**Image-grounded pointing data:**

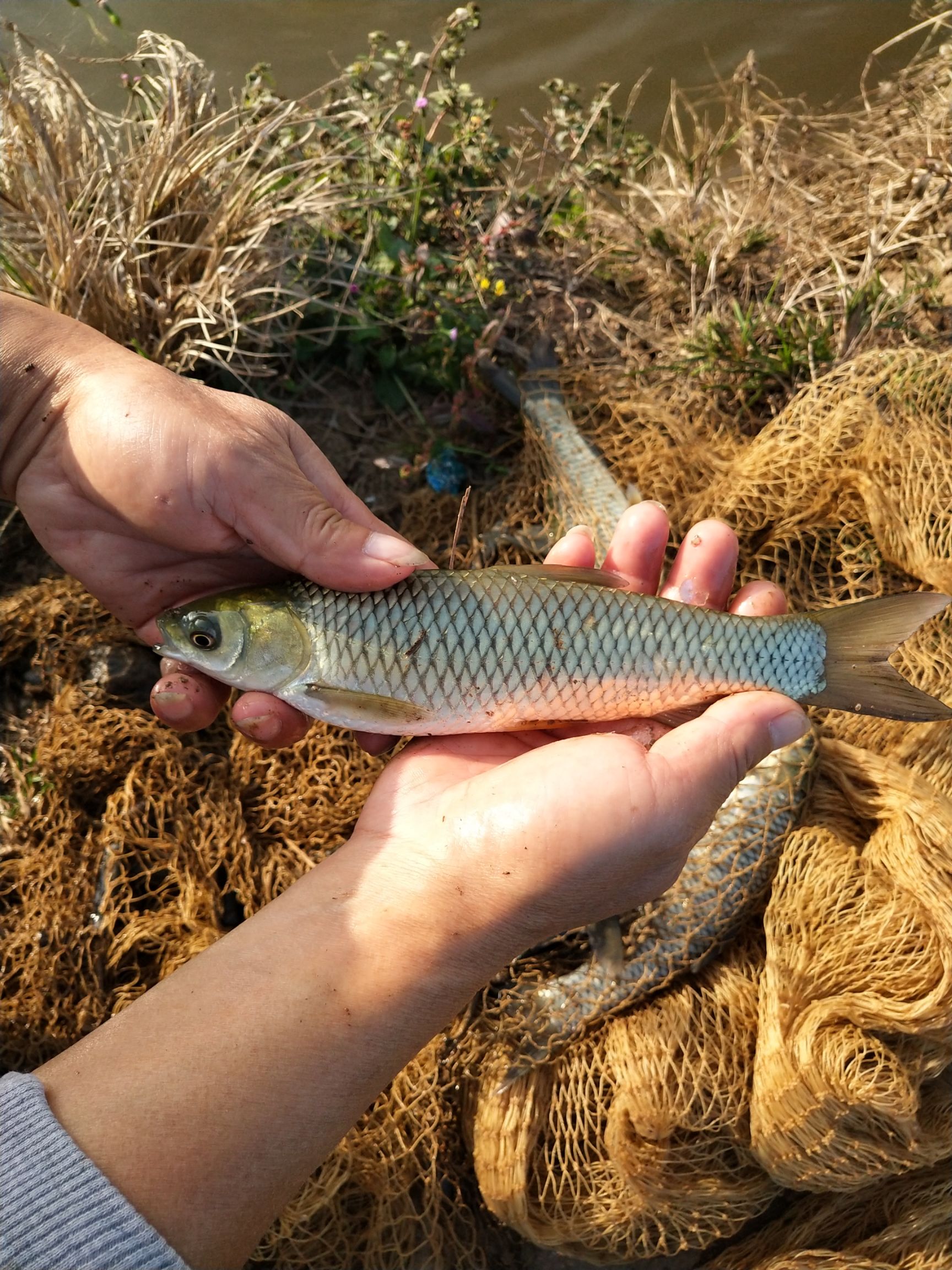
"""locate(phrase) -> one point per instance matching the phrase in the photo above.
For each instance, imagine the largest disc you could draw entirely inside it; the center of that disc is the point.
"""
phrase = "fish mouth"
(166, 648)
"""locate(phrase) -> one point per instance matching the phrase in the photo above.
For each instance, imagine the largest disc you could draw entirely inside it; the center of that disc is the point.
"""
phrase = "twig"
(464, 501)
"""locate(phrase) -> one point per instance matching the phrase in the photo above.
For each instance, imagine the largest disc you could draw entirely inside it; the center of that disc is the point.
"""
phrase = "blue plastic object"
(447, 473)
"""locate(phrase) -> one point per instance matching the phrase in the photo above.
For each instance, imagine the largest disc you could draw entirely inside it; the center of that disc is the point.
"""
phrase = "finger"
(575, 549)
(375, 743)
(187, 700)
(268, 720)
(290, 521)
(704, 569)
(759, 600)
(704, 760)
(637, 546)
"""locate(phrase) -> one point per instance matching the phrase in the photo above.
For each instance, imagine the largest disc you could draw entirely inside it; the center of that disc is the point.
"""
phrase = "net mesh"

**Problem to work on:** Retype each line above exactly and leave out any picture.

**Answer space:**
"""locate(phrase) -> one point per instance matching the phrase in the photo above.
For each instance, imagine the largest disc you could draw entirely inside it; the center of that disc is the point.
"""
phrase = "fish mouth"
(166, 648)
"""locate(phrase) -> one point per instance matching the phrase in the photo above.
For each instance, imagine the largest disc you could draw entirely inside it; the center of that disc is the point.
"""
phrase = "twig"
(464, 501)
"""locate(phrase) -> one point per instance matching the phrase in the photo above.
For each instance, imagine the largest disc you could draw entirely inside it; the center of that disc is the point.
"""
phrase = "blue plastic object"
(447, 473)
"""locate(phrase) -> one point per instance matching the phrase in the photo above.
For each instance, imagine the largest disc you could draw entirely inside it; the center of that disc is the point.
"""
phrase = "finger"
(575, 549)
(375, 743)
(187, 700)
(268, 720)
(290, 521)
(704, 569)
(759, 600)
(704, 760)
(637, 546)
"""locate(phrase) -> one point per instance matching the phrase in the photo above.
For each instance, imagine the largest disc you could draw entirely inside it; the center of that disc is the point.
"""
phrase = "net mesh"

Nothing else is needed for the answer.